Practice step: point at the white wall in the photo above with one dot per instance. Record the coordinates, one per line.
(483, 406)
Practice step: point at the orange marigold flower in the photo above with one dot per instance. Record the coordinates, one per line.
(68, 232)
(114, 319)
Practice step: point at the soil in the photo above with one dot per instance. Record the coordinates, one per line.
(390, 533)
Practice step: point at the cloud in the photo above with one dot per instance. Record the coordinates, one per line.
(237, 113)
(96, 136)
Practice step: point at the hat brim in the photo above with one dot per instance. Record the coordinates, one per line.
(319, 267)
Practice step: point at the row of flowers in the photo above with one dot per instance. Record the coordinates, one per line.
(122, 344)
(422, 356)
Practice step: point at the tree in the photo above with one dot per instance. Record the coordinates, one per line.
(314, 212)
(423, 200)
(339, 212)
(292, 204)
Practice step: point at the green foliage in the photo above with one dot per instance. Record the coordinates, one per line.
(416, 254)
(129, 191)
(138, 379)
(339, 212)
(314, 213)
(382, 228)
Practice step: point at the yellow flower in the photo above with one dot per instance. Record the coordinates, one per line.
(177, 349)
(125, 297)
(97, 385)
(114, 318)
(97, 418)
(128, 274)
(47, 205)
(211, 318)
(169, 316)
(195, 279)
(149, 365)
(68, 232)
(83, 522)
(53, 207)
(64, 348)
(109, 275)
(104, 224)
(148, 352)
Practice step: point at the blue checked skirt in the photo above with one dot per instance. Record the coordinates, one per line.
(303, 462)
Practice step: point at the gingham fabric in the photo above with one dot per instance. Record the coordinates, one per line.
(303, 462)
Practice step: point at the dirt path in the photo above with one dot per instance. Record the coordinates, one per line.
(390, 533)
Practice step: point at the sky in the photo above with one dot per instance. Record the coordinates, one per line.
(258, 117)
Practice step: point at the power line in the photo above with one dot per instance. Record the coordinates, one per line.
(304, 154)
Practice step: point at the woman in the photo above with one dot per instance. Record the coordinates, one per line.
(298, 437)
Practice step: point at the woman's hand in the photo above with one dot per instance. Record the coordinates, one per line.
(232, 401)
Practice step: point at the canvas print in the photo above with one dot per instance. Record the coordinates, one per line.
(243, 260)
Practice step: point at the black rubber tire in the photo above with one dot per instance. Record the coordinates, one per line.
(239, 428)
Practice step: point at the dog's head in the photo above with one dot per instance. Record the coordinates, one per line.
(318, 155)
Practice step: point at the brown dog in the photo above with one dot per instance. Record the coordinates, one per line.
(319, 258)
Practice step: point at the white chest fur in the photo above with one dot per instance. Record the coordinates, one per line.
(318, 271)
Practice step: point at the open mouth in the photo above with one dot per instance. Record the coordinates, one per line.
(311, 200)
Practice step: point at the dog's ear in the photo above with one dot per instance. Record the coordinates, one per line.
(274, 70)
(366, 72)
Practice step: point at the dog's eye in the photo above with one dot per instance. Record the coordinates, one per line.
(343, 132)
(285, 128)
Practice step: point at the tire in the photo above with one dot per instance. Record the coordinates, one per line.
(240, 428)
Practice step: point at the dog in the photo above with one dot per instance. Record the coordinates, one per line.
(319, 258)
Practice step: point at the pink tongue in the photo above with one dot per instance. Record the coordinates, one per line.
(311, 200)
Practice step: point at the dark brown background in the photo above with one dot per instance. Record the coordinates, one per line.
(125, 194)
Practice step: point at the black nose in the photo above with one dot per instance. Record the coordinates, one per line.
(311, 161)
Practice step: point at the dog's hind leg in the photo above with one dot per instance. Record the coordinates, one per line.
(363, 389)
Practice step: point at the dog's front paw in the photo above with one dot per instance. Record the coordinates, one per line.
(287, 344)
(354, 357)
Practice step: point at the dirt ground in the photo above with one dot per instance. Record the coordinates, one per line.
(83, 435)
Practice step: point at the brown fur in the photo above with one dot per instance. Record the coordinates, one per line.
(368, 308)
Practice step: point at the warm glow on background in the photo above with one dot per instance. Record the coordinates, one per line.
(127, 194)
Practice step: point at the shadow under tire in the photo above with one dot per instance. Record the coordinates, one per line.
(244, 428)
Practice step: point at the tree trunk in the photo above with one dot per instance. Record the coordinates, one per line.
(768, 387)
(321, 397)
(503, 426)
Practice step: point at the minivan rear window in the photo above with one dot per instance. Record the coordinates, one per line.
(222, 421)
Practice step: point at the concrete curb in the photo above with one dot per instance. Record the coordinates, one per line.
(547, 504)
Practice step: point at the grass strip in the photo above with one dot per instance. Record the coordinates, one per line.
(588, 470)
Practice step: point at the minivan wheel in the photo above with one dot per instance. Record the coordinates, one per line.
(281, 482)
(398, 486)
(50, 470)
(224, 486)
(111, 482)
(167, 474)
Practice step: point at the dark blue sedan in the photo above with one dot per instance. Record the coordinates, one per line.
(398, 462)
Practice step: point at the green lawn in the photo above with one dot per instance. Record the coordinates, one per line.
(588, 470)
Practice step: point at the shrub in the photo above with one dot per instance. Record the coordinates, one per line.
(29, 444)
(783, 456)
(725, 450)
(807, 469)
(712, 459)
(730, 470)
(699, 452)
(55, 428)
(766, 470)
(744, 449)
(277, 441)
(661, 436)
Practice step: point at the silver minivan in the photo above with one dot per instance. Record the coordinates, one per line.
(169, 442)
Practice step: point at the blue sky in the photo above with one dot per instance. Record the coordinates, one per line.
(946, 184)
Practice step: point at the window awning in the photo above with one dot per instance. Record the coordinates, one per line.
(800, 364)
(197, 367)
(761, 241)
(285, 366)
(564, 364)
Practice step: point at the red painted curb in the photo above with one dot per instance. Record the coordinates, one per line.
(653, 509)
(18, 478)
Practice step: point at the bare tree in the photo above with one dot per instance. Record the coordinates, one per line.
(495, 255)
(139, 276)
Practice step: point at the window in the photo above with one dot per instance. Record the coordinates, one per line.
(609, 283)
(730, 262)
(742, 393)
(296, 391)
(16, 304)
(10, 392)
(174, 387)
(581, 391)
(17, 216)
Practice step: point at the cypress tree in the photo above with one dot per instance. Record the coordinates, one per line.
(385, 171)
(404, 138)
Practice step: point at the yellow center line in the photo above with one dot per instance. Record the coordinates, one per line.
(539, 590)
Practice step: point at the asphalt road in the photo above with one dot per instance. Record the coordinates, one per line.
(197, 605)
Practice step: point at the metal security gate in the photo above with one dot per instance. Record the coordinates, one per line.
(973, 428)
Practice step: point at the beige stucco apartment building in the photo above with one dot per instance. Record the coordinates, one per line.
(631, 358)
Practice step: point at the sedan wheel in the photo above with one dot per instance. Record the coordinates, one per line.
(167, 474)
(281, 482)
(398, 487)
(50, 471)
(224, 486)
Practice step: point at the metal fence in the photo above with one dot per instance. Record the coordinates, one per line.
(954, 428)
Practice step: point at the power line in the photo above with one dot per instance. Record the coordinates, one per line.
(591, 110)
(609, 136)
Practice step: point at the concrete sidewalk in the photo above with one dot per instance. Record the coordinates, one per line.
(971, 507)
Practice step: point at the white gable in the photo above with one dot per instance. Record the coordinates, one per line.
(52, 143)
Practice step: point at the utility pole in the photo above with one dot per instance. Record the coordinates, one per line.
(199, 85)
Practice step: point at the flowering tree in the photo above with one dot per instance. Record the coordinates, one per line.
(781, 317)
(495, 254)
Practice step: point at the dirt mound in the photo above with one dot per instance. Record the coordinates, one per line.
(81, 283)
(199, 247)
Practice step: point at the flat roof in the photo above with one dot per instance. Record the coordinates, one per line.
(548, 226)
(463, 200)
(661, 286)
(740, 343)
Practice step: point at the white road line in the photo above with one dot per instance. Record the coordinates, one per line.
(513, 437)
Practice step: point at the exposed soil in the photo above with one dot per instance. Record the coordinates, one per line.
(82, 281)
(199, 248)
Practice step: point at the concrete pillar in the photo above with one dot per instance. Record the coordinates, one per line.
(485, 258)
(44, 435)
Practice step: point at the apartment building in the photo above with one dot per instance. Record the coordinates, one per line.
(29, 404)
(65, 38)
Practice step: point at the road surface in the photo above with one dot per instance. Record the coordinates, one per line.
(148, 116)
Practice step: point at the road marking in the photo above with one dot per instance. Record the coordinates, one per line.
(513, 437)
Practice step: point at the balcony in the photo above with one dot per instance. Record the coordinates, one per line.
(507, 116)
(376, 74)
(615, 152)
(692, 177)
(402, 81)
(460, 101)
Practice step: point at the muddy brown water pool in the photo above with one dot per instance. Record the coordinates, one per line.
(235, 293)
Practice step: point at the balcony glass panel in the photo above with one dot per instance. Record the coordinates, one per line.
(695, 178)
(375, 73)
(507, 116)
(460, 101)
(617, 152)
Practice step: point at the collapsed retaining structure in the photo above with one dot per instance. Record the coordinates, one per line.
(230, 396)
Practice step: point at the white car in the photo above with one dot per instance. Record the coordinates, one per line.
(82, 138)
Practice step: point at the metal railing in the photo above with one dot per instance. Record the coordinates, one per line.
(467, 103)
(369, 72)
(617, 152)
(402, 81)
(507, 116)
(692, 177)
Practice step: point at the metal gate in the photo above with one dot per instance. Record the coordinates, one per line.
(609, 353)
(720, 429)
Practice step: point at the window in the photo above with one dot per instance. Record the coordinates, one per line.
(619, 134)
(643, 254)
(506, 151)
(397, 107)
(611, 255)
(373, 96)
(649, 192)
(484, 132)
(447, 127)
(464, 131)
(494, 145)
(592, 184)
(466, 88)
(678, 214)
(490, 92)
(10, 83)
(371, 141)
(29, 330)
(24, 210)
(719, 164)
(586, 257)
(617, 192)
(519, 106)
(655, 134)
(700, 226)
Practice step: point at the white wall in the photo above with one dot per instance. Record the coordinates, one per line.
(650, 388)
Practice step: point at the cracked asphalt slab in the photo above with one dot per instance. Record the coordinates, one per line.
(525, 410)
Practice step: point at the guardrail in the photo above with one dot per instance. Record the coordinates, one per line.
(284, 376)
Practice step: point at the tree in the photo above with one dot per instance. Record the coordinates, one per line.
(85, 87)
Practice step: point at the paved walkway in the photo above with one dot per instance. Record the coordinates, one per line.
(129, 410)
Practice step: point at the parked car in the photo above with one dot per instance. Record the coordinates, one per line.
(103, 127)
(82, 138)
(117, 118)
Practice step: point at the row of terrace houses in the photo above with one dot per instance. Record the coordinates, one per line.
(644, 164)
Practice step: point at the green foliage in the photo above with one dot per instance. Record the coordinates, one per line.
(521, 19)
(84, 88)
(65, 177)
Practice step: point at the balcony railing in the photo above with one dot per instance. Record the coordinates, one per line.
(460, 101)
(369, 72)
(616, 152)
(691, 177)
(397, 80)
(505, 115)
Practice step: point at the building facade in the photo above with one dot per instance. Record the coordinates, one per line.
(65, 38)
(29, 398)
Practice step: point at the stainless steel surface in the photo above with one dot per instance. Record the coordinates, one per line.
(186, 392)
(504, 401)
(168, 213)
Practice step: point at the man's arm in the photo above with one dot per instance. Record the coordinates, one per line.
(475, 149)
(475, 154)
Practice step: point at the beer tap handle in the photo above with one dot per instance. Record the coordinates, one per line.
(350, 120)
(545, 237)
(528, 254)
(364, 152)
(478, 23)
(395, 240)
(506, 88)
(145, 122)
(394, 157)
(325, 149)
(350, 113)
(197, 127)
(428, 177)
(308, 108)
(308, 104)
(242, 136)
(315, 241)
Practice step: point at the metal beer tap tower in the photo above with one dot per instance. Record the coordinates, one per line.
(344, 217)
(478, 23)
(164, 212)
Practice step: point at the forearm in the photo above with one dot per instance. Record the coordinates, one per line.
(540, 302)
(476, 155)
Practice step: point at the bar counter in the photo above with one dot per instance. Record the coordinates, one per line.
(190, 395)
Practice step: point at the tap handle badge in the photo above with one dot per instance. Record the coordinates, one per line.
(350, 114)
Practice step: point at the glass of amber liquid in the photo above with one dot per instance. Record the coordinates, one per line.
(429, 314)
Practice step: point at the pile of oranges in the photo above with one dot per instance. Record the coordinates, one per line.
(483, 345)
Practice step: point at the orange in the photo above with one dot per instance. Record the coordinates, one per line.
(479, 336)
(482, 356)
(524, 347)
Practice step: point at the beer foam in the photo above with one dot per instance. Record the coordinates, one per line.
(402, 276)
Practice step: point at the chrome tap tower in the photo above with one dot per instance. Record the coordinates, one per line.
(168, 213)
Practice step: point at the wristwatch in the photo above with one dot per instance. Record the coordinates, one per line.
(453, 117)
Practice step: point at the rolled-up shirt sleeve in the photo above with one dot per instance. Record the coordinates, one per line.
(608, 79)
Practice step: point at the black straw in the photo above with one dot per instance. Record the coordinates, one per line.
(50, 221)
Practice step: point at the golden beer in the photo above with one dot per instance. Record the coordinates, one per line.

§ Given exercise
Repeat exactly the lines above, starting with the line that contains "Practice step: point at the orange in" and ending with the last line, both included, and nothing else.

§ Answer to the exercise
Practice step: point at the orange in the photo above with one dot per instance. Record the coordinates, one per line.
(479, 336)
(482, 356)
(524, 347)
Practice step: point at the beer foam in the photo above with one dot per instance. Record the coordinates, one per line.
(402, 276)
Practice step: point at the chrome tap tower in the photo above with one dot per instance. Record the coordinates, one per line.
(168, 213)
Practice step: point at the wristwatch in the photo above with one dot per instance. Record the coordinates, one per line.
(453, 117)
Practice step: point at the rolled-up shirt sleeve in the photo above with one dot per instance. Record the coordinates, one per line.
(608, 79)
Practice step: point at the black straw in the photo above with one dot per instance. Record the coordinates, one per line.
(50, 221)
Practice step: point at the golden beer in the photo above with one dot per instance. Record the coordinates, one per line.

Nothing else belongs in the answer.